• _Work order_:
Stop at the line containing "positive clicks: (303, 105)": every line of the listing from the first up to that one must be set down exactly.

Top of Provided entries

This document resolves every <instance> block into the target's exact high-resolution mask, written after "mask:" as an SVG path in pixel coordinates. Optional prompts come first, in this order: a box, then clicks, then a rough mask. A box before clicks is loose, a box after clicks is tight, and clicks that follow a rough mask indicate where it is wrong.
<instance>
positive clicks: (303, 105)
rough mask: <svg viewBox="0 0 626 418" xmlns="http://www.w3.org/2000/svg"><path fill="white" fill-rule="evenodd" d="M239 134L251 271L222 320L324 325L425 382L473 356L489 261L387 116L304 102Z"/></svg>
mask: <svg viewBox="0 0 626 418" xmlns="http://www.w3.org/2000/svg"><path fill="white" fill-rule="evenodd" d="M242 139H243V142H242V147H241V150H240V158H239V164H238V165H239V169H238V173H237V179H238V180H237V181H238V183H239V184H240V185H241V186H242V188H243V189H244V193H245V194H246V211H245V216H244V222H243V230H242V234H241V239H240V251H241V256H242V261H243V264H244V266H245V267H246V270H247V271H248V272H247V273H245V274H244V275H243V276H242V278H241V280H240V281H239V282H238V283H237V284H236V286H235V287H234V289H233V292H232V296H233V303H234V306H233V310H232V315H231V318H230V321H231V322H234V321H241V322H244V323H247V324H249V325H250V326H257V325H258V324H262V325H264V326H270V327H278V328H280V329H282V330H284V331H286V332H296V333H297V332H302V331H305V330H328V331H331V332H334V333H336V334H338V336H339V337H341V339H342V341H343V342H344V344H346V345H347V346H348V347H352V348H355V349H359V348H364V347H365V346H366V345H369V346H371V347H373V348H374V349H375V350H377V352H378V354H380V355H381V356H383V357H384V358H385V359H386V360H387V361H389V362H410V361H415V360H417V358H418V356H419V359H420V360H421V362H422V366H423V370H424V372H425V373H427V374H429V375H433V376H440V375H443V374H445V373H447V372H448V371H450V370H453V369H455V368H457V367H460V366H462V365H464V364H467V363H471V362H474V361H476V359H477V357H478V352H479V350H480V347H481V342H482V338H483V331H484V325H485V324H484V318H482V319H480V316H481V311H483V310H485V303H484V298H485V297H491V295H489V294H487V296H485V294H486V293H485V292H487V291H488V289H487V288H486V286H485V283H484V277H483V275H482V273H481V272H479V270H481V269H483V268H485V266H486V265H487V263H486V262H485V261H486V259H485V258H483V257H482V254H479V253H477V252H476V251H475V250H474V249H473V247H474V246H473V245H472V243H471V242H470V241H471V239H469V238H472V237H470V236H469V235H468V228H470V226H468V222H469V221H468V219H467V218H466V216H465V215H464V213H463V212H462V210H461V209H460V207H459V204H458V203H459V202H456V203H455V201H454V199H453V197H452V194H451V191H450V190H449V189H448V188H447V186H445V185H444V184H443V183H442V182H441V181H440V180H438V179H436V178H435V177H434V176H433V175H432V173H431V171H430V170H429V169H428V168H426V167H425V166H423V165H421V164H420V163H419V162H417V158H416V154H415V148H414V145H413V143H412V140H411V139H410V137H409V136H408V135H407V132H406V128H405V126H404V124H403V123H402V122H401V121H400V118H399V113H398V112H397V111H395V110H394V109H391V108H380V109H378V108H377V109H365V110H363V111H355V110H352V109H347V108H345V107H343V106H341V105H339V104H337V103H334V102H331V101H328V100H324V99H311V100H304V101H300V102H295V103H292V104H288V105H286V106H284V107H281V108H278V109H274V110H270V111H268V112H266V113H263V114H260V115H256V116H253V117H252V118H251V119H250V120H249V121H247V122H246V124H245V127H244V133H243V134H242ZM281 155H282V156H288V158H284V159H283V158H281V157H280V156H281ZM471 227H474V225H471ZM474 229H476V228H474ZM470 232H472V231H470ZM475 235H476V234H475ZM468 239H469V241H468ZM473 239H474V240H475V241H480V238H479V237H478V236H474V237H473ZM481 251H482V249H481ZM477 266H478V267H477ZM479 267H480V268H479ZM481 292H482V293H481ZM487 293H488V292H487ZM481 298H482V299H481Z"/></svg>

Bottom of Provided entries

• _Reply to the task_:
This document resolves every <instance> block into the target's exact high-resolution mask, written after "mask:" as an SVG path in pixel coordinates. Optional prompts come first, in this order: a box, then clicks, then a rough mask. A box before clicks is loose, a box after clicks is tight, and clicks that follow a rough mask indicate where it is wrong.
<instance>
positive clicks: (303, 105)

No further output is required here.